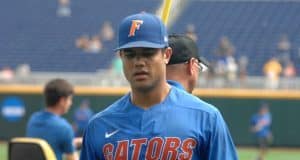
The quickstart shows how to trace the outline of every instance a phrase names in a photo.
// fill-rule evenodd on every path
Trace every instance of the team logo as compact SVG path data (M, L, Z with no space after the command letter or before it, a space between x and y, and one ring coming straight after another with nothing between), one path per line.
M102 152L105 160L139 160L143 157L146 160L191 160L196 147L197 140L193 138L153 137L108 142Z
M143 24L143 22L144 21L142 20L132 20L128 37L134 36L135 31L140 29L140 26Z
☆ ☆ ☆ ☆ ☆ ☆ ☆
| Prompt |
Copy the records shown above in their entirety and exactly; images are to be left out.

| Expected output |
The quickstart shows how to trace the outline of every instance a phrase names in a photo.
// fill-rule evenodd on every path
Trace every instance of the team logo as compact SVG path data (M, L, Z with no space after the command letter or before it, a space between x and y, and one ring coming straight after another with nothing between), one path per line.
M102 152L105 160L139 160L143 157L146 160L191 160L196 147L197 140L193 138L153 137L108 142Z
M143 24L143 22L144 21L142 20L132 20L128 37L134 36L135 31L140 29L140 26Z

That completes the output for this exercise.